**Stated exercise**. Take the line that contains "such as [323,316]." as the first line and the last line of the material below as the final one; reproduce exactly the lines between, inclusive.

- - - - -

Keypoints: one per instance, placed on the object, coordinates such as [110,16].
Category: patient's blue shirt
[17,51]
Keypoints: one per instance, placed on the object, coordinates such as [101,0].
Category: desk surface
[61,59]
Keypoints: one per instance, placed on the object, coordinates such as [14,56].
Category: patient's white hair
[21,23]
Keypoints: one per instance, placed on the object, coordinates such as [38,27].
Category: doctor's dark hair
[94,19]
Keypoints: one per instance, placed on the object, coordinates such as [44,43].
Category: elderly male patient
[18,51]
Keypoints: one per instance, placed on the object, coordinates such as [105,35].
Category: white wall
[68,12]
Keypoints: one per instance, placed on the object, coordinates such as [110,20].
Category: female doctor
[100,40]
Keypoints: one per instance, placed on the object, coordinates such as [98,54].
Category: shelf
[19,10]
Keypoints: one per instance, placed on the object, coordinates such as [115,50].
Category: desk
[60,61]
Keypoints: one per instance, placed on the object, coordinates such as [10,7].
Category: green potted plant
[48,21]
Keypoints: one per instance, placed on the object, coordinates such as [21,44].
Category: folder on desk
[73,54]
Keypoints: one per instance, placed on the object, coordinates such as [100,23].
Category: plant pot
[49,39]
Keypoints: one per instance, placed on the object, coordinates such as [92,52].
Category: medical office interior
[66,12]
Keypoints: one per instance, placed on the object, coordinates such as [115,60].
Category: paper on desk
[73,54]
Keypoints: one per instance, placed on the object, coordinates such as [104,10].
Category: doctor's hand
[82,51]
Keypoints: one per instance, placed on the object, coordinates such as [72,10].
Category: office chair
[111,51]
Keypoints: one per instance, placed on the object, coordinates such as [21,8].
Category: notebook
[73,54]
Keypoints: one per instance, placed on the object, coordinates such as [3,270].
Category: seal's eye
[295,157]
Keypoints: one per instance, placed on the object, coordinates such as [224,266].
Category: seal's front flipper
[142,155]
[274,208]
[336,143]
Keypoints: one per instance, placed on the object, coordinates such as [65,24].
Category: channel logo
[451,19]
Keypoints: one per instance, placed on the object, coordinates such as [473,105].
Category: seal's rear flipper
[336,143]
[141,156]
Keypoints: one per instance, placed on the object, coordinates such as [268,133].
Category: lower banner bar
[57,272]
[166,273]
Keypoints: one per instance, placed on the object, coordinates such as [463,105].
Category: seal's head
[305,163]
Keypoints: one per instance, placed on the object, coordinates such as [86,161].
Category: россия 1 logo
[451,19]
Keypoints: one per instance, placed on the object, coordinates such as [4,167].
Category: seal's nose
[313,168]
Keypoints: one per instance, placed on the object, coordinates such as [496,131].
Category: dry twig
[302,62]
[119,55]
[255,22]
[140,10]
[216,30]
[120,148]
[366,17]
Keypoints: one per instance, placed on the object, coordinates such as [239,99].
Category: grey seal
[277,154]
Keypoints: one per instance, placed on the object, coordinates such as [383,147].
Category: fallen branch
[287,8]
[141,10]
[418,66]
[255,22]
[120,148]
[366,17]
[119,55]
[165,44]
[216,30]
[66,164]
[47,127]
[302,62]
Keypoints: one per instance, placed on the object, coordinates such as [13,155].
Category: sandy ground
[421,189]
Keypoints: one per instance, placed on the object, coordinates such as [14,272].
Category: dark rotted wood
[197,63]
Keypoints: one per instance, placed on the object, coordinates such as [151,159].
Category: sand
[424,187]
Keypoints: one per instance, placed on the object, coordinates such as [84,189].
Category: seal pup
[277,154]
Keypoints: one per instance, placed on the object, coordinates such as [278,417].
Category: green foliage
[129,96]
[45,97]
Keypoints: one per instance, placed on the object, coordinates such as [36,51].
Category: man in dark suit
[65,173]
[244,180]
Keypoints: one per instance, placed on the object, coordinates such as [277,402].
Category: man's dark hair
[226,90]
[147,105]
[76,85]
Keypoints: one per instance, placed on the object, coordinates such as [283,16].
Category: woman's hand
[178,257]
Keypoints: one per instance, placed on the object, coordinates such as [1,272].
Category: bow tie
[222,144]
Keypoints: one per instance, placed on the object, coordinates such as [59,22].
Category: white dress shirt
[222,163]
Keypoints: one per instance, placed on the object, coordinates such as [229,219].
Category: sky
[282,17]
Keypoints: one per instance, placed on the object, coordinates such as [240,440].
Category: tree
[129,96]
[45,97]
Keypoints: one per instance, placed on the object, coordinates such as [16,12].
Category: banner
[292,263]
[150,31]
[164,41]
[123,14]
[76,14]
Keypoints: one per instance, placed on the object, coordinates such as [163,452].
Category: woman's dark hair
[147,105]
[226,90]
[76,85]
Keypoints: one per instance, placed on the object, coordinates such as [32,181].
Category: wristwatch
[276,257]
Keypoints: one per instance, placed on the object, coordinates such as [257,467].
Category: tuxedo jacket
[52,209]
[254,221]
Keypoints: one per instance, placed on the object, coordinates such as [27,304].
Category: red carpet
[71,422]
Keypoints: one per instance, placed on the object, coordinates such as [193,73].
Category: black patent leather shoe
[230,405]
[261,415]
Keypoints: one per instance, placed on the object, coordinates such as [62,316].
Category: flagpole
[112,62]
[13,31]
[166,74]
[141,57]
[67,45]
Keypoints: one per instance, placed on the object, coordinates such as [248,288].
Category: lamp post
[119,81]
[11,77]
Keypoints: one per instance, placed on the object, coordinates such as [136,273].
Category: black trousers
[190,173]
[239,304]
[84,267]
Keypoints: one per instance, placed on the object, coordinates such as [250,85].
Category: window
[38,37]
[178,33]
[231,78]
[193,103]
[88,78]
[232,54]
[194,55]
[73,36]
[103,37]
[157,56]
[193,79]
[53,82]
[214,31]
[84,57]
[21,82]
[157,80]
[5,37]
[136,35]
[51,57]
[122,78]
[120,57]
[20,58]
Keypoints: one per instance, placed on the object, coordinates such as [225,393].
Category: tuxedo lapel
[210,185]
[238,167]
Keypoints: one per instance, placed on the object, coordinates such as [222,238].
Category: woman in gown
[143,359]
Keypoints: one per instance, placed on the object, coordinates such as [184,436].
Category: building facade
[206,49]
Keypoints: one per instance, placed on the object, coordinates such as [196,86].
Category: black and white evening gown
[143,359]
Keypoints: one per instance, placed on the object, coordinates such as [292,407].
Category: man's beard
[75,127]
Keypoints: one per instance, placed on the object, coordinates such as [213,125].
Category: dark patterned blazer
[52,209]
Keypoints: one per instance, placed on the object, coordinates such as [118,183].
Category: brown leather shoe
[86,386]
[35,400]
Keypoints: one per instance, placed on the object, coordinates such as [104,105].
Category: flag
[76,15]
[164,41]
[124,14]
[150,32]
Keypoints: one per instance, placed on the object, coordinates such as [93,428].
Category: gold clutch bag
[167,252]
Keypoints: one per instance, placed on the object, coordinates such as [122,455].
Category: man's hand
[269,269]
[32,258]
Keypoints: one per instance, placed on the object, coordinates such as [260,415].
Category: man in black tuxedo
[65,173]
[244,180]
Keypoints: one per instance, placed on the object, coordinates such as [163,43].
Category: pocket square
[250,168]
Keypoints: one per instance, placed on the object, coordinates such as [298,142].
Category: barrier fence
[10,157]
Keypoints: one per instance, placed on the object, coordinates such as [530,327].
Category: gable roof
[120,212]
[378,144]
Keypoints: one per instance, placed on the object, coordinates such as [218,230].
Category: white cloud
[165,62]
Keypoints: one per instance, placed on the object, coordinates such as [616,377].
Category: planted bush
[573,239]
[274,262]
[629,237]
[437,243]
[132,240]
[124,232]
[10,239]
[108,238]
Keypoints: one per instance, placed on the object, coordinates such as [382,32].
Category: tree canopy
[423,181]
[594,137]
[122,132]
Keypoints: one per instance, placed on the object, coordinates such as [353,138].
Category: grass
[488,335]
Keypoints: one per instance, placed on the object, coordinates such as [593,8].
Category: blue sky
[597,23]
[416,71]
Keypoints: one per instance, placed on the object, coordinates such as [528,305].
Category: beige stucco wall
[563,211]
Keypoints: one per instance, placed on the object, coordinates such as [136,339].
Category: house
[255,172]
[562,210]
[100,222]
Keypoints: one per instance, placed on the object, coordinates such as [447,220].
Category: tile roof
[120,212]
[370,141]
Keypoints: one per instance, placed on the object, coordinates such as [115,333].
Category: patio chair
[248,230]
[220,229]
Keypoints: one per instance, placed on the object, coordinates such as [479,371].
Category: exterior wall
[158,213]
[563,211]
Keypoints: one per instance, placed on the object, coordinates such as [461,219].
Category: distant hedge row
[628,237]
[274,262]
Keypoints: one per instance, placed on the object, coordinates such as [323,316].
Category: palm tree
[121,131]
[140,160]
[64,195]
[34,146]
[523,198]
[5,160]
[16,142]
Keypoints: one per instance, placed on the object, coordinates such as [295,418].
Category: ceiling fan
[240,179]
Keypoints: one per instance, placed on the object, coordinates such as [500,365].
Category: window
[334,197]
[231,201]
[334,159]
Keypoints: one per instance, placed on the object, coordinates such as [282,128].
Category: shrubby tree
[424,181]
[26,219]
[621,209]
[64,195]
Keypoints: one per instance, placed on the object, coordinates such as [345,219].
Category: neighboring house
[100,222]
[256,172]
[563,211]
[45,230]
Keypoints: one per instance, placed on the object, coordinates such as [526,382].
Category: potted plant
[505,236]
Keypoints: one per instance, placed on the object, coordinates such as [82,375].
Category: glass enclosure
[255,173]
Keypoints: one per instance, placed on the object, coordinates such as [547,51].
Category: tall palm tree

- - - - -

**Solution for this problem**.
Keypoints: one per instance, placed on the object, coordinates such as [323,316].
Category: palm tree
[121,131]
[140,160]
[64,195]
[34,146]
[523,198]
[5,160]
[16,142]
Keypoints: one per instance, placed on the object, coordinates such as [295,418].
Category: ceiling fan
[240,179]
Keypoints: one per instance, placed on the object, coordinates such as [500,365].
Category: window
[334,197]
[231,201]
[334,159]
Keypoints: one per instance, placed on the object, coordinates such as [282,128].
Category: shrubby tree
[424,181]
[26,219]
[621,209]
[64,195]
Keypoints: one per instance, placed on the object, coordinates such as [345,219].
Category: neighboring house
[100,222]
[256,172]
[563,211]
[45,230]
Keypoints: one per instance, placed on the object, coordinates such as [526,382].
Category: potted plant
[505,236]
Keypoints: one per instance, placed on the object, coordinates such as [82,375].
Category: glass enclosure
[255,173]
Keypoints: one per instance, placed on the object, coordinates such as [547,51].
Category: tall palm tree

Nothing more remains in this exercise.